Excerpt =>
────

History and mystery rely on sources, credibility, corroboration. True, if you look at Gentry’s extensive footnotes, you’ll see some of them sourced to “former Hoover aide” or “former administrative assistant,” with no name attached. Why, two decades after J. Edgar was safely in the grave, and the FBI (in many ways) reforming, couldn’t their names be used? Some folks will only speak without attribution, from whatever sense of caution. And of 37 notes attached to a sample chapter, only 3 were attributed anonymously. 

Of the others, some were in effect re-quotes from other muckraking books. That, though, doesn’t necessarily make them invalid. We have to judge source by source, context by context. In the end, we strongly suspect that a whole lot more than a quarter of Gentry’s stark tales and conclusions about the FBI of that era are true, probably a very strong majority of the assertions. We leave it to you, if you ever engage with the book, to judge what’s seems solid, what might be iffy. 

Cartha DeLoach

Cartha DeLoach

And what are we to make of inside sources with such divergent axes to grind? William C. Sullivan, quoted above, once number three man of the whole shebang, was until his death (by hunting accident) a rambunctious source, a delicious smorgasbord of juicy and generally unflattering stories about The Director. Sullivan was finally fired for some real or imagined transgression or other, hardly unusual in Hoover-world. Thus his kiss-and- tell exposés of his time at the Bureau could be labeled as sour grapes, or sensationalism, or both. Cartha DeLoach, another top man and would-be Director, and finally retiree from the FBI wrote his own account of those years, to dispel all the false tales told by the William Sullivans out there. So much nonsense out there, he maintains, but I can give you the honest scoop. 

We watched DeLoach sit for an hour-long interview about his memoirs, and some of what he said rang true. But lots of his statements strained credulity–as he asserted again and again that the Bureau did things by the book. And those thousand tales out there, from a thousand sources, are all mistaken or dishonest? Come now. 

And he finally lost much of his credibility by maintaining that the Bureau of the 1960’s was fully above racism, that blacks and whites and their issues were treated totally without prejudice. Seriously? Two of the Senior Editors of this website are from the South, and knew it well in the old days. The occasional white man without prejudice existed in that time, but not the kind of guys attracted to Hoover and the Bureau, law degrees or not.

────

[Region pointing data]
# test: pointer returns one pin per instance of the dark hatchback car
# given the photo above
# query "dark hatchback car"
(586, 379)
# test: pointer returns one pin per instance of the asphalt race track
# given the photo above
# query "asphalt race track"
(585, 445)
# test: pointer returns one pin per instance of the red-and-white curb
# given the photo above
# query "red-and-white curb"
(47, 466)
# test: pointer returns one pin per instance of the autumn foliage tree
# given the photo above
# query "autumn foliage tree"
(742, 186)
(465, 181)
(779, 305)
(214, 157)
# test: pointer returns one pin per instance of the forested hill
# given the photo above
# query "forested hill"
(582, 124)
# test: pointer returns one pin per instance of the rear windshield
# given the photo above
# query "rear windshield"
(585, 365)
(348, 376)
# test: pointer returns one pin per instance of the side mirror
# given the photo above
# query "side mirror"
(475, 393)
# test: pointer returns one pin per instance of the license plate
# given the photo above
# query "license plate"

────

Exercise =>
Can you copy the passage on Hoover's FBI and its sources word for word, starting at "We watched DeLoach" and ending at "degrees or not."?

Output =>
We watched DeLoach sit for an hour-long interview about his memoirs, and some of what he said rang true. But lots of his statements strained credulity–as he asserted again and again that the Bureau did things by the book. And those thousand tales out there, from a thousand sources, are all mistaken or dishonest? Come now. 

And he finally lost much of his credibility by maintaining that the Bureau of the 1960’s was fully above racism, that blacks and whites and their issues were treated totally without prejudice. Seriously? Two of the Senior Editors of this website are from the South, and knew it well in the old days. The occasional white man without prejudice existed in that time, but not the kind of guys attracted to Hoover and the Bureau, law degrees or not.